[STORED ROWS]:
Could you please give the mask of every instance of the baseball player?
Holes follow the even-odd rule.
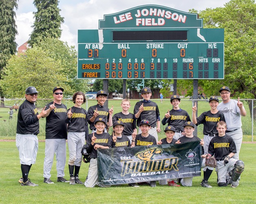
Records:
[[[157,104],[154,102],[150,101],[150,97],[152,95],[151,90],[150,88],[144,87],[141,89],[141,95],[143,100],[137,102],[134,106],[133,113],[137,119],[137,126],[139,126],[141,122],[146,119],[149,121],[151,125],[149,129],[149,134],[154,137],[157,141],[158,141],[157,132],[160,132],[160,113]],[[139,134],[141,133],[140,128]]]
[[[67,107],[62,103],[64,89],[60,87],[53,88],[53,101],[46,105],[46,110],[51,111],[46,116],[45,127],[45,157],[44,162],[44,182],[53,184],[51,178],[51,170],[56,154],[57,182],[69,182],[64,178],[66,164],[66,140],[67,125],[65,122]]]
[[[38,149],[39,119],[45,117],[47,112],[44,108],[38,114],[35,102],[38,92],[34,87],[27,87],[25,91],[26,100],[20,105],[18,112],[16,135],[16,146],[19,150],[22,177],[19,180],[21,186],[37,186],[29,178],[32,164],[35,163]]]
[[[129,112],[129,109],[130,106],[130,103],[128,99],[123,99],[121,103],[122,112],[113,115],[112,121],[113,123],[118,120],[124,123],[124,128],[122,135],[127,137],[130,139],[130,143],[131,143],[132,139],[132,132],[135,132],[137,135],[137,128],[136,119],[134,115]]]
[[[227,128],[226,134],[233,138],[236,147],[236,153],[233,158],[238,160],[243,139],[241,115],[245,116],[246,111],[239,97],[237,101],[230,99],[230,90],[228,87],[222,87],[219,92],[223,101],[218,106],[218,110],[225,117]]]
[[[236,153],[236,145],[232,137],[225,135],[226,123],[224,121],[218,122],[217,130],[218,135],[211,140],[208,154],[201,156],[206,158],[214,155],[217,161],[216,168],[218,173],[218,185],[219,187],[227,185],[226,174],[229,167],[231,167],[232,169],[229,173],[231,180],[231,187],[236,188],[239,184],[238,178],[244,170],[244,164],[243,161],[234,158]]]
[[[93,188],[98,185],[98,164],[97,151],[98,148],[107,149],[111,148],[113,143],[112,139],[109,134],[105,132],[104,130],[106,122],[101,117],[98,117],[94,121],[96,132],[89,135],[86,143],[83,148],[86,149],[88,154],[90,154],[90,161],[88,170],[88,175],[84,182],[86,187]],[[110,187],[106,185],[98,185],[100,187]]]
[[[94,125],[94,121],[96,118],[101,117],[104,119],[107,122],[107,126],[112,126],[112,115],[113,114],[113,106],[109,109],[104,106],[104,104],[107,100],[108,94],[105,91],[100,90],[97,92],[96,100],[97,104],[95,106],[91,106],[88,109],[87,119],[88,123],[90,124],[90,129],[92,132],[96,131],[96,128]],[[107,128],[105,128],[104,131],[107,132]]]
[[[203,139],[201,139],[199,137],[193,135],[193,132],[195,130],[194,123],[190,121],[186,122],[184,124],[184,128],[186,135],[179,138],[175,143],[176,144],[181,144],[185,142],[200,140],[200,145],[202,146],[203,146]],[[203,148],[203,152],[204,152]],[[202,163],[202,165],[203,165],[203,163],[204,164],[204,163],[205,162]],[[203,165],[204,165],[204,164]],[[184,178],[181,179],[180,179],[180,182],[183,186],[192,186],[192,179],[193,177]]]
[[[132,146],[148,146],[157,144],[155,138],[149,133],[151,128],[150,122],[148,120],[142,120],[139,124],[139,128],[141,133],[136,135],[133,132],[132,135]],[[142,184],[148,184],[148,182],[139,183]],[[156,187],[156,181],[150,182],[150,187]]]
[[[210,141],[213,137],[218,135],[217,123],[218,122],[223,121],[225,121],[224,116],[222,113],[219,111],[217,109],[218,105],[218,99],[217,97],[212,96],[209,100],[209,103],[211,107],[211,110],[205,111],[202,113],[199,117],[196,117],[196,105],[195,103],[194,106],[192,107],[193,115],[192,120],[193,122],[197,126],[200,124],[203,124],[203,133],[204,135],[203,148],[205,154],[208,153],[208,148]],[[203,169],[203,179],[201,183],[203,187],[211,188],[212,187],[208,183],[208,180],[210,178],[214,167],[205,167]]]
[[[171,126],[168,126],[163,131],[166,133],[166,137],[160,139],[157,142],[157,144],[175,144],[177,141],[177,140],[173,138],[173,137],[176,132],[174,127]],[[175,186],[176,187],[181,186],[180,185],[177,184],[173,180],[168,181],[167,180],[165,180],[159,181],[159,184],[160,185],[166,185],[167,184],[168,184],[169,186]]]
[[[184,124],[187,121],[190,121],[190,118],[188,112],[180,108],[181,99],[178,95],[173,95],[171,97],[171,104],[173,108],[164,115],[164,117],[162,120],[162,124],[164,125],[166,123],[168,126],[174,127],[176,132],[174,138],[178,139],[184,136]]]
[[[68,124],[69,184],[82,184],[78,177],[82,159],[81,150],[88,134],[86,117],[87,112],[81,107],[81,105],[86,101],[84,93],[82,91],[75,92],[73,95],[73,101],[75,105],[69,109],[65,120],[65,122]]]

[DESCRIPTION OF THE TASK]:
Retype all of the material above, character for character, leaving out the pictures.

[THE COMPLETED TASK]:
Could you please give the mask of every instance of the baseball player?
Holes follow the even-odd rule.
Records:
[[[157,104],[154,102],[150,101],[150,97],[152,95],[151,90],[150,88],[144,87],[141,89],[141,95],[143,100],[137,102],[134,106],[133,113],[137,119],[137,126],[139,126],[141,122],[146,119],[149,121],[151,125],[149,129],[149,134],[154,137],[157,141],[158,141],[157,132],[160,132],[160,113]],[[139,134],[141,133],[140,128]]]
[[[67,107],[62,103],[64,89],[60,87],[53,88],[53,101],[46,105],[46,110],[51,111],[46,116],[45,127],[45,157],[44,162],[44,182],[53,184],[51,178],[51,170],[56,154],[57,182],[69,182],[64,178],[66,164],[66,140],[67,125],[65,122]]]
[[[38,149],[39,119],[45,117],[47,112],[44,108],[38,114],[35,102],[38,92],[34,87],[27,87],[25,91],[26,100],[20,105],[18,112],[16,135],[16,146],[19,150],[22,177],[19,180],[21,186],[37,186],[29,178],[32,164],[35,163]]]
[[[129,112],[129,109],[130,106],[130,103],[128,99],[123,99],[121,103],[122,112],[113,115],[112,121],[113,123],[118,120],[124,123],[124,128],[122,135],[127,137],[130,139],[130,143],[131,143],[132,139],[132,132],[135,132],[137,135],[137,128],[136,119],[134,115]]]
[[[227,128],[226,134],[233,138],[236,147],[236,153],[233,158],[238,160],[243,139],[241,115],[245,116],[246,111],[239,97],[237,101],[230,99],[230,90],[228,87],[222,87],[219,92],[223,101],[218,106],[218,110],[225,117]]]
[[[236,153],[236,145],[232,137],[225,135],[226,123],[224,121],[218,122],[217,130],[218,135],[211,140],[208,154],[201,156],[206,158],[214,155],[217,161],[216,168],[218,173],[218,185],[219,187],[227,185],[226,174],[229,167],[231,167],[232,169],[229,173],[231,180],[231,187],[236,188],[239,184],[238,178],[244,170],[244,164],[243,161],[234,158]]]
[[[93,188],[98,185],[98,164],[97,151],[98,148],[107,149],[111,148],[113,143],[112,139],[109,134],[105,132],[104,130],[106,122],[101,117],[98,117],[94,121],[96,132],[89,135],[86,143],[83,148],[86,149],[88,154],[90,154],[90,161],[88,170],[88,175],[84,182],[86,187]],[[110,187],[106,185],[98,185],[100,187]]]
[[[94,125],[94,121],[96,118],[101,117],[104,119],[107,122],[107,126],[112,126],[112,115],[113,114],[113,106],[109,109],[104,106],[104,104],[107,100],[108,94],[105,91],[100,90],[97,92],[96,100],[97,104],[95,106],[91,106],[88,109],[87,119],[88,123],[90,124],[90,129],[92,132],[96,131],[96,128]],[[107,128],[105,128],[104,131],[107,132]]]
[[[203,139],[201,139],[199,137],[193,135],[193,132],[195,130],[194,123],[190,121],[186,122],[184,124],[184,128],[186,135],[179,138],[175,143],[176,144],[181,144],[185,142],[200,140],[200,145],[202,146],[203,146]],[[203,148],[203,152],[204,152]],[[202,163],[202,165],[203,165],[203,163],[204,164],[204,163],[205,162]],[[203,165],[204,165],[204,164]],[[184,178],[181,179],[180,179],[180,182],[183,186],[192,186],[192,179],[193,177]]]
[[[132,146],[148,146],[157,144],[155,138],[149,133],[151,128],[150,122],[148,120],[142,120],[139,124],[139,128],[141,133],[136,135],[133,132],[132,135]],[[142,184],[148,184],[148,182],[139,183]],[[156,187],[156,181],[150,182],[150,187]]]
[[[210,141],[213,137],[218,135],[217,123],[218,122],[223,121],[225,121],[224,116],[222,113],[219,111],[217,109],[218,105],[218,99],[217,97],[212,96],[209,100],[209,103],[211,107],[211,110],[205,111],[202,113],[199,117],[196,117],[196,105],[195,103],[194,106],[192,107],[193,115],[192,120],[193,122],[197,126],[200,124],[203,124],[203,133],[204,135],[203,148],[205,154],[208,153],[208,148]],[[203,169],[203,179],[201,183],[203,187],[211,188],[212,187],[208,183],[208,180],[210,178],[214,167],[205,167]]]
[[[171,126],[168,126],[163,131],[166,133],[166,137],[160,139],[157,142],[157,144],[175,144],[177,141],[177,140],[173,138],[173,137],[176,132],[174,127]],[[175,186],[176,187],[181,186],[180,185],[177,184],[173,180],[168,181],[167,180],[165,180],[159,181],[159,184],[160,185],[166,185],[167,184],[168,184],[169,186]]]
[[[184,124],[187,121],[190,121],[190,118],[188,112],[180,108],[181,99],[178,95],[173,95],[171,97],[171,104],[173,108],[164,115],[164,117],[162,120],[162,124],[164,125],[166,123],[168,126],[174,127],[176,132],[174,138],[178,139],[184,136]]]
[[[68,124],[69,184],[82,184],[78,177],[82,159],[81,150],[88,134],[86,117],[87,112],[81,107],[81,105],[86,101],[84,93],[82,91],[75,92],[73,95],[73,101],[75,105],[69,109],[65,120],[65,122]]]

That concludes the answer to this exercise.